Task: Set down exactly, and only, the lines from the one with "- **Object to detect**: the bird's eye" to the final line of the entries, both included.

# Source material start

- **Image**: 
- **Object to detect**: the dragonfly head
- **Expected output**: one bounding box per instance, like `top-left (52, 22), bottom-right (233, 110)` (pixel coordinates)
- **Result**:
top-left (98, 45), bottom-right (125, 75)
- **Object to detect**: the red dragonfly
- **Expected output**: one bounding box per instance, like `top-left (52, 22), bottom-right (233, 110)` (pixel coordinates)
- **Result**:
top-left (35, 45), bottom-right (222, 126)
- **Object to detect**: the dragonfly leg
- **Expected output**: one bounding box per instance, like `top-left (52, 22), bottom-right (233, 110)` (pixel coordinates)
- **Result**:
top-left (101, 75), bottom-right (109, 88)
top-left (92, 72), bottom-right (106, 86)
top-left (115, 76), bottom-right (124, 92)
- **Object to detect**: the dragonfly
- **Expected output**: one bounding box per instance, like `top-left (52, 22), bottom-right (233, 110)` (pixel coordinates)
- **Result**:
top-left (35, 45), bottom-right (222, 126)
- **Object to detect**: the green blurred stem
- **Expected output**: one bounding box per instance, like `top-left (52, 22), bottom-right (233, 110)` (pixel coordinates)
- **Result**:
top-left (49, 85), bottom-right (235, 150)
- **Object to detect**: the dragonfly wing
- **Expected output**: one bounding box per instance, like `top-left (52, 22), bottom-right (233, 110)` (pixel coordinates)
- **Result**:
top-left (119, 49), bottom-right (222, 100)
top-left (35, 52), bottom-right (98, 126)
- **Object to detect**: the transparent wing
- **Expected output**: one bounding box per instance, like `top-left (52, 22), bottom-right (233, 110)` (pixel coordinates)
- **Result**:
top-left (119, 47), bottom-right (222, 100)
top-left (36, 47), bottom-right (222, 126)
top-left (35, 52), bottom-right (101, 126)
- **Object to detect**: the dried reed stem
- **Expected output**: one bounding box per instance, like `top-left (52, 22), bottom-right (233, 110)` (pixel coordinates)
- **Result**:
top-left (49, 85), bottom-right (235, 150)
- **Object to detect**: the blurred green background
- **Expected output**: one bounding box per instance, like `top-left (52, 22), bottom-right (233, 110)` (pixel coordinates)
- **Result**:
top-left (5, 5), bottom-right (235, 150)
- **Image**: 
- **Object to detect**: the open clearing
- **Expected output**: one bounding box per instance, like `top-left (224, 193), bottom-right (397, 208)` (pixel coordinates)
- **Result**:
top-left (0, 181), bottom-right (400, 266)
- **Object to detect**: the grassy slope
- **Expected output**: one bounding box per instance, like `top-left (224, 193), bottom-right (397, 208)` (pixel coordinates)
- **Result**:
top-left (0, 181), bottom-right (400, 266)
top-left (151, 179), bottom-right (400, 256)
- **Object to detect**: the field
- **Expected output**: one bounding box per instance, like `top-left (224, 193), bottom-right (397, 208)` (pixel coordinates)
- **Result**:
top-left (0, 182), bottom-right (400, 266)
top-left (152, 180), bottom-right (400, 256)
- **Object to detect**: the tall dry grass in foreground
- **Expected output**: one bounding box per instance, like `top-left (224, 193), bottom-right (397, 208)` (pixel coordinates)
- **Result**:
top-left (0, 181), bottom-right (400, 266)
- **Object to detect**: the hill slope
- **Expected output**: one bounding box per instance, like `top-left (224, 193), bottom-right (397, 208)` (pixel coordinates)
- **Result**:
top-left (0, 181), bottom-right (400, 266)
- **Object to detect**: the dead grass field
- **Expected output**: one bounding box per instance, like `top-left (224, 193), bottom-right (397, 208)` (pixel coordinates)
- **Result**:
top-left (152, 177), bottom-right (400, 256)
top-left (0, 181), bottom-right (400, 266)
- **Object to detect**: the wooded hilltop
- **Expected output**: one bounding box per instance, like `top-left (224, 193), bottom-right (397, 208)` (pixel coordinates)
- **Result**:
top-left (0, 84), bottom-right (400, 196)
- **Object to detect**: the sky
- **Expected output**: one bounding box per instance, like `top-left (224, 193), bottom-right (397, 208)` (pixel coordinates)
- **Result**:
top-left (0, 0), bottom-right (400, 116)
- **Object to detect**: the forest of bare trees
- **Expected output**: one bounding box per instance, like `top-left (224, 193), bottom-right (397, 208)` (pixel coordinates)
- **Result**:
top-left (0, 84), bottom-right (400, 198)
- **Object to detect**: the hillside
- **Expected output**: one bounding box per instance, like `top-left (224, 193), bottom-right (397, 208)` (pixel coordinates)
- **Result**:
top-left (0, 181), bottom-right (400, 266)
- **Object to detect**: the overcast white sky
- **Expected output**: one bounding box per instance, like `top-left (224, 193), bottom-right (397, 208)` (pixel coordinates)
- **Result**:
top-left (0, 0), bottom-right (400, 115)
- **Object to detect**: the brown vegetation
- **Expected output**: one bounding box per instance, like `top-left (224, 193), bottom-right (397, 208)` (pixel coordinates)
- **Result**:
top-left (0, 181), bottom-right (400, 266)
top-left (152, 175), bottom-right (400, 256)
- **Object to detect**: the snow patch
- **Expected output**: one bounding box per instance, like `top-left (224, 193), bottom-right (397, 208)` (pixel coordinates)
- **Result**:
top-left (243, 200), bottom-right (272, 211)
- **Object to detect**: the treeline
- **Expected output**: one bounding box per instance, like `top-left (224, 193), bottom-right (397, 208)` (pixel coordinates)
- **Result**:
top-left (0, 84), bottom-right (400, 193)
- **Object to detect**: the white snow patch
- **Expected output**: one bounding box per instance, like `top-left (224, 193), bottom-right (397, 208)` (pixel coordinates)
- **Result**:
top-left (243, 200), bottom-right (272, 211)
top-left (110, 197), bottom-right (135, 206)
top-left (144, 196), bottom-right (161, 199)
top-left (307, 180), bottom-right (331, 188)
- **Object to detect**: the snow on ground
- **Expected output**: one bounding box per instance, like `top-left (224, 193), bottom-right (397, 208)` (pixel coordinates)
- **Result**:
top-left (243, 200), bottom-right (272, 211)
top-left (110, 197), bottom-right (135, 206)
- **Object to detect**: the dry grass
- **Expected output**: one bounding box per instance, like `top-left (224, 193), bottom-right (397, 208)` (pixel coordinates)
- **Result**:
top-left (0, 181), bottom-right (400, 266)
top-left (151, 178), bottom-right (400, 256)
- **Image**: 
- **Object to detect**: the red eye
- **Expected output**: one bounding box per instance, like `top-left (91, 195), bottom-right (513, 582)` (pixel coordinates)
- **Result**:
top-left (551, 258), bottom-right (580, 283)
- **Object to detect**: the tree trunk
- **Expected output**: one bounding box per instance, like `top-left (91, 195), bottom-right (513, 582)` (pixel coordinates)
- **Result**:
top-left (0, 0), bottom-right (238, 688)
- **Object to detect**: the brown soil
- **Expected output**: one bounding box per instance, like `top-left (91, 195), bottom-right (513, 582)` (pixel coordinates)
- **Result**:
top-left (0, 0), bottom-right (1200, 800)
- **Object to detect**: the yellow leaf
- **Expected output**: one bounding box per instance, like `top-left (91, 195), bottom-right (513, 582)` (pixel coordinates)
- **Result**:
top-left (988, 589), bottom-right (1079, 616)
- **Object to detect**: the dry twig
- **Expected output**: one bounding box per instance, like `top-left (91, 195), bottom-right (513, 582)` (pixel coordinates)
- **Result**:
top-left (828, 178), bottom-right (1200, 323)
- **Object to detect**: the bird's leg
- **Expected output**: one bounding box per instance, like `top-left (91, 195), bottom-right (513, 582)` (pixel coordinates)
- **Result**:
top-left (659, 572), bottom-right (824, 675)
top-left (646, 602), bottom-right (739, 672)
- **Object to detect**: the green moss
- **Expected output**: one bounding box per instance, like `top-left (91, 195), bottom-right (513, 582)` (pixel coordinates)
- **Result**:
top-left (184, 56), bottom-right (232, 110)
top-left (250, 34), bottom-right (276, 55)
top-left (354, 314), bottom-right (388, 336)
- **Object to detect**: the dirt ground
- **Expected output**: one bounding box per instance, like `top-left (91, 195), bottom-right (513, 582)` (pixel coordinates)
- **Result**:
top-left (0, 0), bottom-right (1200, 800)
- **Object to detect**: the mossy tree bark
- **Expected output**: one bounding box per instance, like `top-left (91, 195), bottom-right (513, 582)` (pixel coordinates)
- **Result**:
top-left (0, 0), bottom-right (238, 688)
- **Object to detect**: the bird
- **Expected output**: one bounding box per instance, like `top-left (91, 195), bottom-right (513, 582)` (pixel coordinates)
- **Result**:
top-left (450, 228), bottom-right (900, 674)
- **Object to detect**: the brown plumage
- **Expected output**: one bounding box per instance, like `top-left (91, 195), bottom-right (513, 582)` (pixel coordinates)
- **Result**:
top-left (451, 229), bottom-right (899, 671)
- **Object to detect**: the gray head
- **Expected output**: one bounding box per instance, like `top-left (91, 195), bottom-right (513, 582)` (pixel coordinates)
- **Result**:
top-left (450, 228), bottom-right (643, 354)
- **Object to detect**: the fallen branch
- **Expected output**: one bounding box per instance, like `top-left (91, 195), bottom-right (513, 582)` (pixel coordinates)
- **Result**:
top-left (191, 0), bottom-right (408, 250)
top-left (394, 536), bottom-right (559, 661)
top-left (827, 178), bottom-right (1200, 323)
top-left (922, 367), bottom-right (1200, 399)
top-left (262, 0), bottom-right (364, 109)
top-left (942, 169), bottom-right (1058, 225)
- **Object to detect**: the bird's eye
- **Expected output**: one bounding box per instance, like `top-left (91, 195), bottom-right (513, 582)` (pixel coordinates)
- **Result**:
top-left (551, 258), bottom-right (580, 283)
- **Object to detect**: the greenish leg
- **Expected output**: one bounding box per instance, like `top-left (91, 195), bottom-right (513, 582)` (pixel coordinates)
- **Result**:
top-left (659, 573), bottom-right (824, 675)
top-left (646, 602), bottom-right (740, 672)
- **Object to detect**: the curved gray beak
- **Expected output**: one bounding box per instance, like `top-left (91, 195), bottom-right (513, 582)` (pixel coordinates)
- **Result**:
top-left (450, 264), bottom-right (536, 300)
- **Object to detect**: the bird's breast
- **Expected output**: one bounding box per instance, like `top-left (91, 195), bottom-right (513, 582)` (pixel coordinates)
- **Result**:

# Source material end

Solution to this task:
- **Object to detect**: the bird's eye
- **Expected output**: one bounding box per instance, like `top-left (91, 195), bottom-right (513, 582)` (pixel coordinates)
- **Result**:
top-left (551, 258), bottom-right (580, 283)
- **Object to detect**: the greenish leg
- **Expected output**: one bounding box per instance, like `top-left (91, 195), bottom-right (513, 582)` (pixel coordinates)
- **Result**:
top-left (659, 573), bottom-right (824, 675)
top-left (646, 602), bottom-right (740, 672)
- **Object to detect**: the curved gray beak
- **Expected output**: one bounding box per instance, like `top-left (91, 195), bottom-right (513, 582)` (pixel coordinates)
- **Result**:
top-left (450, 264), bottom-right (536, 300)
- **Object to detect**: the bird's breast
- **Expected output**: one bounding box per instance, like `top-left (91, 195), bottom-right (513, 582)` (pixel coordinates)
- **Result**:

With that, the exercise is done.